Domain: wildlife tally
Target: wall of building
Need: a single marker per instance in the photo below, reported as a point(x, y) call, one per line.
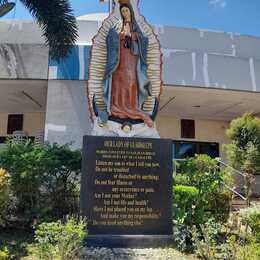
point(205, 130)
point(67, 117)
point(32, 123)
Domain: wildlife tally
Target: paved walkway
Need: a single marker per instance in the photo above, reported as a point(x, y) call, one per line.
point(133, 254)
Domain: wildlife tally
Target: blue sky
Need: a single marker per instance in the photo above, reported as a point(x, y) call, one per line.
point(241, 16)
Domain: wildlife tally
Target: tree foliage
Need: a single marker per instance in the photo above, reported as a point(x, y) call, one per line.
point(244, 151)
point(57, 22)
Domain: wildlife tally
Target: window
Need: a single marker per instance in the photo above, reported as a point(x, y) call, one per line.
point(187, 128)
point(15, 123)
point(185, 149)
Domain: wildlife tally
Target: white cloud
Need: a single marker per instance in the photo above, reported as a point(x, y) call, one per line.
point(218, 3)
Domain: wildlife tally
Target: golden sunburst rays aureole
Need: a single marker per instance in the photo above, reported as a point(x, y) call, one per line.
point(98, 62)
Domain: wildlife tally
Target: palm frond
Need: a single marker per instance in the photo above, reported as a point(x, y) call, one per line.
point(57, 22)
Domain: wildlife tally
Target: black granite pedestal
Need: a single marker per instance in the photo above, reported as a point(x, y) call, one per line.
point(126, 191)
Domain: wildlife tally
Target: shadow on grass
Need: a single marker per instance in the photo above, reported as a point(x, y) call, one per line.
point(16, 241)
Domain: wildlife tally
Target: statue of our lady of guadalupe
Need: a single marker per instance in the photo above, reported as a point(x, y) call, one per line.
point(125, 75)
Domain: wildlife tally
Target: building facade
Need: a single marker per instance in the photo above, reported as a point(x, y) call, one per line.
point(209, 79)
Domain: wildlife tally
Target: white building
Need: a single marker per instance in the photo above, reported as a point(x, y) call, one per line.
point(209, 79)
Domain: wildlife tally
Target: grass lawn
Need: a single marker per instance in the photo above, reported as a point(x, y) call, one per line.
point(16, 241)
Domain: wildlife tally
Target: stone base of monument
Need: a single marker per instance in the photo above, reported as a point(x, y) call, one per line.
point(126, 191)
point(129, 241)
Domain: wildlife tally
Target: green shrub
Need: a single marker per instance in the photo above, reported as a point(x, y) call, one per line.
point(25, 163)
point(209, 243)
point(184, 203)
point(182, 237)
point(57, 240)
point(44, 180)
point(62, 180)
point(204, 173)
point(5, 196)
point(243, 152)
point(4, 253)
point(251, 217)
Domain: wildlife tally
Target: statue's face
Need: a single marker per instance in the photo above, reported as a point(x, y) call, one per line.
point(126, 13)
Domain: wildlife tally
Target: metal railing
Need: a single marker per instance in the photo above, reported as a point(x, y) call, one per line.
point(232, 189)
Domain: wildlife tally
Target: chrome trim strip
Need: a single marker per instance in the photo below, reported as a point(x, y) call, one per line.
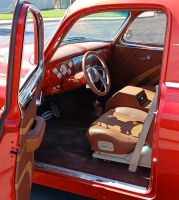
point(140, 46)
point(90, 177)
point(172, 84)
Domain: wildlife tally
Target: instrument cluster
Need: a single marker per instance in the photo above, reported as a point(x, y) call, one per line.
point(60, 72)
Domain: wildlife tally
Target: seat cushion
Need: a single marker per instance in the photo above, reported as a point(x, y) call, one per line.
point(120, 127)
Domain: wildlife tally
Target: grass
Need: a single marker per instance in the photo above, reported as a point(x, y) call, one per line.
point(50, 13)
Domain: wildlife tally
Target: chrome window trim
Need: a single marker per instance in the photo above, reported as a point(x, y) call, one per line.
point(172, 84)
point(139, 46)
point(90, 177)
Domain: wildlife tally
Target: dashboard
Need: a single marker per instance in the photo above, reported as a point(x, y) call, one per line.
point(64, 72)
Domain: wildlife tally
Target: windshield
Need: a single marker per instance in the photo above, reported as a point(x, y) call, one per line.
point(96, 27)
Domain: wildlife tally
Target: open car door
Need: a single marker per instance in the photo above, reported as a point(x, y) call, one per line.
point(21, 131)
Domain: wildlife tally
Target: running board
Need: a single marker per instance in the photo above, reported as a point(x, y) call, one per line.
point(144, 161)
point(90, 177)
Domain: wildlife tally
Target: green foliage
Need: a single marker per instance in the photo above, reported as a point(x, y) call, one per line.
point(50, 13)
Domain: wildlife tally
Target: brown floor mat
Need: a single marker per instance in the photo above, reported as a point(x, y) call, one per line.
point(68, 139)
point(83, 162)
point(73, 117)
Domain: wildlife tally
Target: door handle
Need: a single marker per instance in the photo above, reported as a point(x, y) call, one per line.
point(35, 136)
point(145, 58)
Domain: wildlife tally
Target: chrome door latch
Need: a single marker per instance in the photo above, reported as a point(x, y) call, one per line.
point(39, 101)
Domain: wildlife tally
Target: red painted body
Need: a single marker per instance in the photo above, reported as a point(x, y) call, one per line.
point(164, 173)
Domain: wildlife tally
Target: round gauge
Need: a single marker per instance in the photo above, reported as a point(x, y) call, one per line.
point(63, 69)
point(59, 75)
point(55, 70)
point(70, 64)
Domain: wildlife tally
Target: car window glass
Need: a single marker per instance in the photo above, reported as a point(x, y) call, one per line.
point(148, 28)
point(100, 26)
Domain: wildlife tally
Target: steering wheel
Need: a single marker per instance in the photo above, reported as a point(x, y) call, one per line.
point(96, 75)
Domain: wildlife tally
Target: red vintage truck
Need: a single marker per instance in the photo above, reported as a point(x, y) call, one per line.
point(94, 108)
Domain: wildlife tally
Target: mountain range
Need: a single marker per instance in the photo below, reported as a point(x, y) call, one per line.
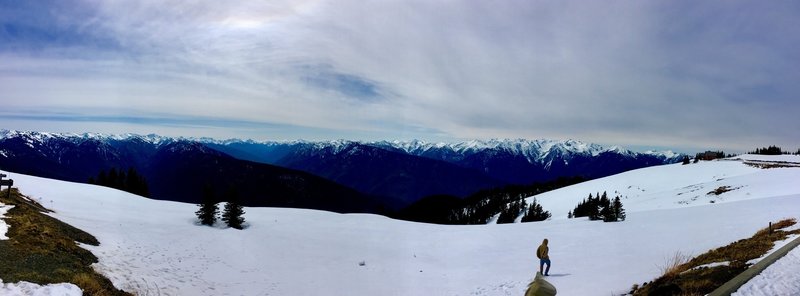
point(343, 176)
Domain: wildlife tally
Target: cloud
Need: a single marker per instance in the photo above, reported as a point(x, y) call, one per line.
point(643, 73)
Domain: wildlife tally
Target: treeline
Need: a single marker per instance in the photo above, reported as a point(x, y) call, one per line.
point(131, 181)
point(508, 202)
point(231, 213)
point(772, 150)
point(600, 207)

------------------------------------------------

### Stated goal
Omit every image. Quote each record exactly.

### Result of the exercise
Domain: wildlife tally
Target: wall of building
Need: a single marker per instance in the photo below, reported as a point(x, y) call, one per line.
point(205, 130)
point(67, 117)
point(32, 123)
Domain: wildlife tally
Target: paved walkway
Need: a single marker per instance in the photo above, reported as a point(x, y) call, one per line.
point(133, 254)
Domain: wildlife tally
Target: blue sky
Need: a single marker per instance in the photo above, reported as a point(x, y) call, one per line.
point(241, 16)
Domain: wildlife tally
Target: tree foliage
Need: a single marker per instance in the photo above, reported as a point(x, y) call, one per line.
point(244, 151)
point(57, 22)
Domain: wildlife tally
Target: window
Need: a single marker per instance in the photo above, reported as a point(x, y) call, one per line.
point(187, 128)
point(15, 123)
point(185, 149)
Domain: wildlife tally
Target: white cloud
Need: a single marker per instance in the photo above, reported as a point(x, y) call, one per line.
point(218, 3)
Domain: wildlife tally
Target: golden sunburst rays aureole
Need: a single marker per instance in the photo above, reported as a point(x, y) call, one per line.
point(98, 62)
Domain: wildlife tally
Target: palm frond
Need: a single marker per instance in the photo above, reported as a point(x, y) call, one per line.
point(57, 22)
Domain: wildlife tally
Target: black granite pedestal
Need: a single marker per instance in the photo above, reported as a point(x, y) call, one per line.
point(126, 191)
Domain: wildlife tally
Target: shadow on grass
Need: a single marker per instance in the photo above, reported as a point(x, y) call, one per line.
point(16, 241)
Domain: wildlife tally
Target: statue of our lady of guadalupe
Need: a single marker per instance in the photo above, reported as a point(x, y) call, one per line.
point(125, 75)
Domain: wildlife tally
Target: building facade
Need: a single marker per instance in the photo above, reported as a point(x, y) call, one per line.
point(209, 79)
Domain: wildlife tally
Target: white building
Need: a single marker per instance in the photo above, reported as a point(x, y) call, one per line.
point(209, 79)
Domain: wildlife tally
Target: grass lawn
Need: a single marker per instance in the photo above, reported as a point(x, y) call, one per line.
point(16, 241)
Domain: wildlife tally
Target: stone base of monument
Need: a single marker per instance in the photo above, reported as a point(x, y) call, one per line.
point(126, 191)
point(129, 241)
Domain: wildlife tally
Target: green shrub
Need: a single marker per instance in the photo above, reported as a point(x, y) call, one per line.
point(25, 163)
point(209, 243)
point(184, 203)
point(182, 237)
point(57, 240)
point(44, 180)
point(62, 180)
point(204, 173)
point(5, 196)
point(243, 152)
point(4, 253)
point(251, 217)
Domain: wildlife tally
Target: statue's face
Need: a single marker per instance in the photo above, reported as a point(x, y) call, one per line.
point(126, 13)
Domain: wildlife tally
Target: metal railing
Need: a single marker per instance in the photo above, reported as a point(x, y) call, one per line.
point(232, 189)
Domain: wildlife tally
Target: chrome trim strip
Need: a single marker per instance in the photo below, reported as a point(x, y) call, one per line.
point(140, 46)
point(90, 177)
point(172, 84)
Domain: wildlife tally
Target: instrument cluster
Need: a single marker per instance in the photo above, reported as a point(x, y) call, one per line.
point(60, 72)
Domain: wildlife tally
Target: seat cushion
Need: a single marker per instance in the photo above, reported as a point(x, y) call, one per line.
point(120, 127)
Domain: wildlife tally
Target: grass
Need: a single marker per instance in the photo above, reported as a point(x, y) call, one per line.
point(50, 13)
Domain: wildlife tally
Target: chrome window trim
Need: a single marker per instance in the photo above, reported as a point(x, y) call, one per line.
point(172, 84)
point(139, 46)
point(90, 177)
Domain: wildlife tally
Target: dashboard
Need: a single marker per instance in the photo above, reported as a point(x, y) call, one per line.
point(64, 72)
Domain: wildlife tally
Target: windshield
Need: a single marker per instance in the photo above, reported as a point(x, y) call, one per line.
point(96, 27)
Domain: wildlife tally
Target: open car door
Need: a single marker per instance in the photo above, reported as a point(x, y) call, one per line.
point(21, 131)
Domain: wildlife tally
Target: running board
Need: a single marker per instance in the photo above, reported as a point(x, y) call, one per line.
point(144, 161)
point(90, 177)
Domain: wildlife tally
Target: green foliage
Need: a single marker per instance in the photo above, reported as a point(x, y) call, one per line.
point(50, 13)
Domain: wildlife tally
Target: brown floor mat
Need: a single marker per instance in the photo above, reported as a point(x, y) call, one per line.
point(68, 139)
point(83, 162)
point(73, 117)
Domain: wildlife tally
Target: door handle
Need: a single marker per instance in the photo above, reported as a point(x, y) call, one per line.
point(35, 136)
point(145, 58)
Domain: wildlife tally
Target: chrome door latch
Need: a single marker per instance in the photo above, reported as a point(x, y) call, one per line.
point(39, 101)
Domain: wildlife tally
Target: red painted body
Need: a single marker per instance in the photo above, reported as a point(x, y) call, one per line.
point(164, 173)
Domain: wildlife tally
Target: round gauge
Need: a single marker per instance in the photo above, reported as a point(x, y) call, one per line.
point(63, 69)
point(59, 75)
point(55, 70)
point(70, 64)
Domain: wildlife tally
Target: car window glass
Need: a single marker per instance in the photo above, reported as a point(x, y) call, one per line.
point(148, 28)
point(100, 26)
Domain: wildlife tally
Target: steering wheel
Need: a single marker per instance in the photo above, reported as a point(x, y) call, one per line.
point(96, 75)
Domain: wildlife tally
Target: red vintage truck
Need: a single marker per instance in the photo above, reported as a point(x, y) call, one per line.
point(94, 108)
Domain: wildlife tally
Target: mountain range
Need: a single marker per instance in the photo below, reported as a point(x, y) call, one per line.
point(343, 176)
Domain: wildlife tally
Target: cloud
Need: a single marker per instance in the photo above, reported as a point(x, y) call, one per line.
point(643, 73)
Domain: wildlife tally
Target: treeline
Need: a single marker per instance in the photo above, reported as a point(x, y) call, one per line.
point(131, 181)
point(508, 202)
point(231, 213)
point(772, 150)
point(600, 207)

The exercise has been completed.